== TAREA PLANTEADA A ==
Transcribe del artículo sobre el fotógrafo Francisco Cano el fragmento comprendido entre "Tuvo en sus" y "una idea estupenda.", ambos incluidos.

== TEXTO DE LA PÁGINA ==
«Me gustaría morir en la plaza»
Tuvo en sus brazos a Ava Gardner, se codeó con Orson Wells y Hemingway, se casó dos veces, tuvo seis hijos oficiales «y otros dos de estraperlo en México». El fotógrafo taurino Francisco Cano vivió de lo lindo los 103 años que estuvo entre nosotros
FRANCISCO APAOLAZA
Jueves, 28 de julio 2016, 13:53
Fue a mediados de mayo de 2013. Estábamos en el restaurante El Raim de Valencia, que es como la guarida del Zorro pero con sillas y mesas, cuando decidimos medir a Canito: lo plantamos contra la pared y le pedimos que se pusiera tieso. Pasamos un cuchillo de postre por encima de la cabeza y pedimos a la camarera un metro y un bolígrafo, o cualquier cosa que pintara, para dar fe del acontecimiento. A ella le pareció una idea estupenda.
Canito calzaba zapato de tacón, de esos que se llevan en La Habana. Trazamos en la pared una raya rabiosa, decidida. Más que hacerle una muesca, a ese tabique le pegamos una cuchillada para que quedara de por vida. Al lado de la línea, entre dos marcos con fotos taurinas del propio autor, en la pared del Raim apuntamos lo que salió del metro: 'Francisco Cano. 158 cm. 16 mayo de 2013'. Con los tacones calculamos que serían cuatro centímetros menos, pero una cosa es calibrar a un maestro y otra descalzarlo, así que dimos por buena esa cifra generosa.
Don Francisco Cano (Alicante, 1912) se despidió ayer de este mundo con dos o tres millones de fotos de toros, cien mil historias y dos docenas de secretos que se los ha guardado para siempre. Falleció en Valencia víctima de una neumonía y del paso del tiempo. Cuentan que fue el único que retrató cómo se le escapaba el alma a Manolete en la plaza de Linares, pero se quedan cortos. Esa es su increíble historia.

== Filas del conjunto de datos sobre dónde aparecen objetos ==
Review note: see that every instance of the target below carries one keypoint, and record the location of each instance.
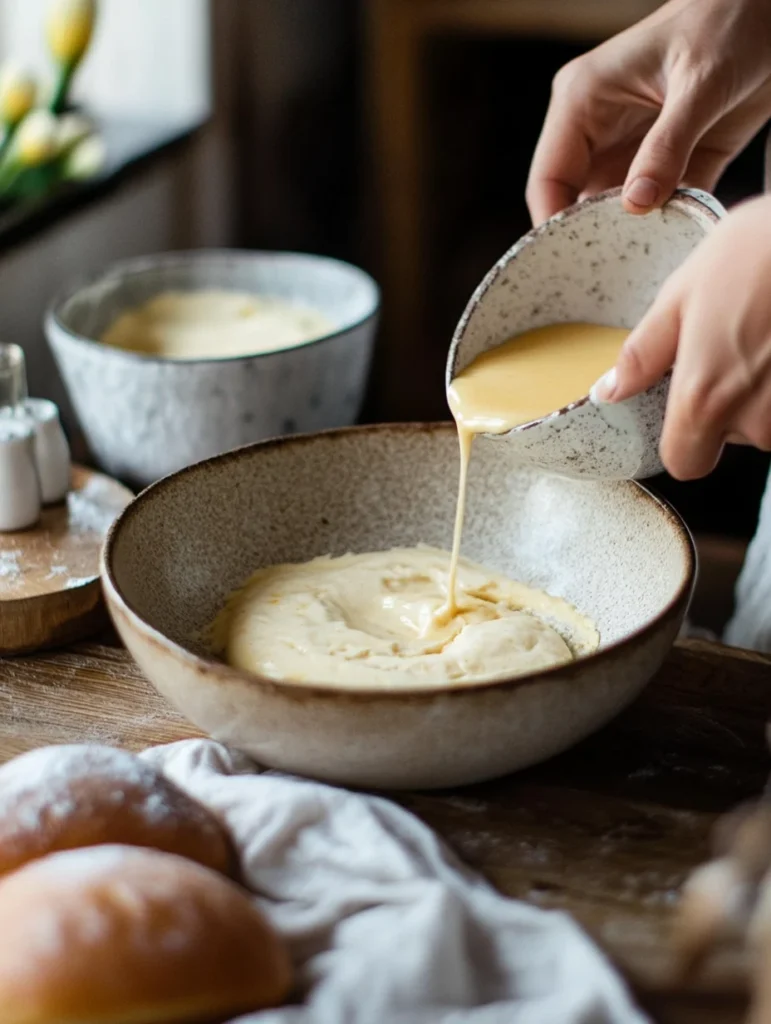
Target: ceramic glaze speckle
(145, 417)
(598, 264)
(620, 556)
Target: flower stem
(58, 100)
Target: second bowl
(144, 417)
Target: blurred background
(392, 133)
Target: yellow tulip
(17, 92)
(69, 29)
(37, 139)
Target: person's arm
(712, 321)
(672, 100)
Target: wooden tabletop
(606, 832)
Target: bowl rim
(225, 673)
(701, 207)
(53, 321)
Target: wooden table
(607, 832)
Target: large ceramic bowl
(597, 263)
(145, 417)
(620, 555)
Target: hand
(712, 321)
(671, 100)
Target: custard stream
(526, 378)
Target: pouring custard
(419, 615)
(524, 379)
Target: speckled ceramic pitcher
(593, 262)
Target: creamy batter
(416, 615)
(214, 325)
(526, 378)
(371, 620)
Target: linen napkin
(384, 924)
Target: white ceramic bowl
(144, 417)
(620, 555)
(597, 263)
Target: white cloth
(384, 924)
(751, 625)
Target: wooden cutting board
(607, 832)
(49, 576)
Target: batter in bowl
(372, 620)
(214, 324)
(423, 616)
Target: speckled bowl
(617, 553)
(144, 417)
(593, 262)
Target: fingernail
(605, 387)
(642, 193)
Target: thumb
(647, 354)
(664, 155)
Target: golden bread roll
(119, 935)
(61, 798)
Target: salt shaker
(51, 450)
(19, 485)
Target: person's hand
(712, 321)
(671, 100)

== TAREA PLANTEADA B ==
Presenta como una lista JSON de cadenas las líneas del listado que van desde la que contiene "Target: person's arm" hasta el final del listado, ambos extremos incluidos. Usa una cadena por línea y omite las líneas en blanco.

== RESPUESTA FINAL A ==
Tuvo en sus brazos a Ava Gardner, se codeó con Orson Wells y Hemingway, se casó dos veces, tuvo seis hijos oficiales «y otros dos de estraperlo en México». El fotógrafo taurino Francisco Cano vivió de lo lindo los 103 años que estuvo entre nosotros
FRANCISCO APAOLAZA
Jueves, 28 de julio 2016, 13:53
Fue a mediados de mayo de 2013. Estábamos en el restaurante El Raim de Valencia, que es como la guarida del Zorro pero con sillas y mesas, cuando decidimos medir a Canito: lo plantamos contra la pared y le pedimos que se pusiera tieso. Pasamos un cuchillo de postre por encima de la cabeza y pedimos a la camarera un metro y un bolígrafo, o cualquier cosa que pintara, para dar fe del acontecimiento. A ella le pareció una idea estupenda.

== RESPUESTA FINAL B ==
[
  "Target: person's arm",
  "(712, 321)",
  "(672, 100)",
  "Target: wooden tabletop",
  "(606, 832)",
  "Target: bowl rim",
  "(225, 673)",
  "(701, 207)",
  "(53, 321)",
  "Target: wooden table",
  "(607, 832)",
  "Target: large ceramic bowl",
  "(597, 263)",
  "(145, 417)",
  "(620, 555)",
  "Target: hand",
  "(712, 321)",
  "(671, 100)",
  "Target: custard stream",
  "(526, 378)",
  "Target: pouring custard",
  "(419, 615)",
  "(524, 379)",
  "Target: speckled ceramic pitcher",
  "(593, 262)",
  "Target: creamy batter",
  "(416, 615)",
  "(214, 325)",
  "(526, 378)",
  "(371, 620)",
  "Target: linen napkin",
  "(384, 924)",
  "Target: white ceramic bowl",
  "(144, 417)",
  "(620, 555)",
  "(597, 263)",
  "Target: white cloth",
  "(384, 924)",
  "(751, 625)",
  "Target: wooden cutting board",
  "(607, 832)",
  "(49, 576)",
  "Target: batter in bowl",
  "(372, 620)",
  "(214, 324)",
  "(423, 616)",
  "Target: speckled bowl",
  "(617, 553)",
  "(144, 417)",
  "(593, 262)",
  "Target: fingernail",
  "(605, 387)",
  "(642, 193)",
  "Target: thumb",
  "(647, 354)",
  "(664, 155)",
  "Target: golden bread roll",
  "(119, 935)",
  "(61, 798)",
  "Target: salt shaker",
  "(51, 450)",
  "(19, 485)",
  "Target: person's hand",
  "(712, 321)",
  "(671, 100)"
]